Your assignment
Copy the STAR Reading text from "On page 12 of" up to and including "of Measurement (SEM).", changing "technical manual" to "technical guide".
(Text provided)
I captured two primary issues from your blog:
- STAR Reading Time Limits
- Reliability
STAR Reading Time Limits
I wanted to make sure you know that you can set an extended time preference in the software to help reduce students’ test anxiety and frustration. The instructions for doing so are on page 217 in our STAR Reading software manual.
On page 12 of our STAR Reading technical manual there’s an overview of testing time by grade that illustrates guidance for timing. This information can be used to assess what is the best time limits for your students (based on analysis of testing conducted in the fall of 2011).
Reliability
Reliability is a far more complex topic. There are three things to look at when discussing this topic: Reliability, Validity and Standard Error of Measurement (SEM).
Reliability is the extent to which a test yields consistent results from one test administration to another. Validity is the degree to which it measures what it is intended to measure and is often used to judge a test’s effectiveness. Standard error of measurement (SEM) measures the precision of a test score. It provides a means to gauge the extent to which scores would be expected to fluctuate because of imperfect reliability, which is a characteristic of all educational tests. These elements are described in detail in the Understanding Why STAR Test Scores Fluctuate.
STAR assessments have been independently reviewed and certified by the National Center on Response to Intervention www.rti4success.org and the National Center on Intensive Intervention http://www.intensiveintervention.org and received high ratings as a screening and progress monitoring tool based on the criteria set forth to meet exceptional standards.
(End Text provided)
(Supplied material)
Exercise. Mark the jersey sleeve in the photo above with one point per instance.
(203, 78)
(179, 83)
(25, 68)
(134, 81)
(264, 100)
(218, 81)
(End Supplied material)
Result of this exercise
On page 12 of our STAR Reading technical guide there’s an overview of testing time by grade that illustrates guidance for timing. This information can be used to assess what is the best time limits for your students (based on analysis of testing conducted in the fall of 2011).
Reliability
Reliability is a far more complex topic. There are three things to look at when discussing this topic: Reliability, Validity and Standard Error of Measurement (SEM).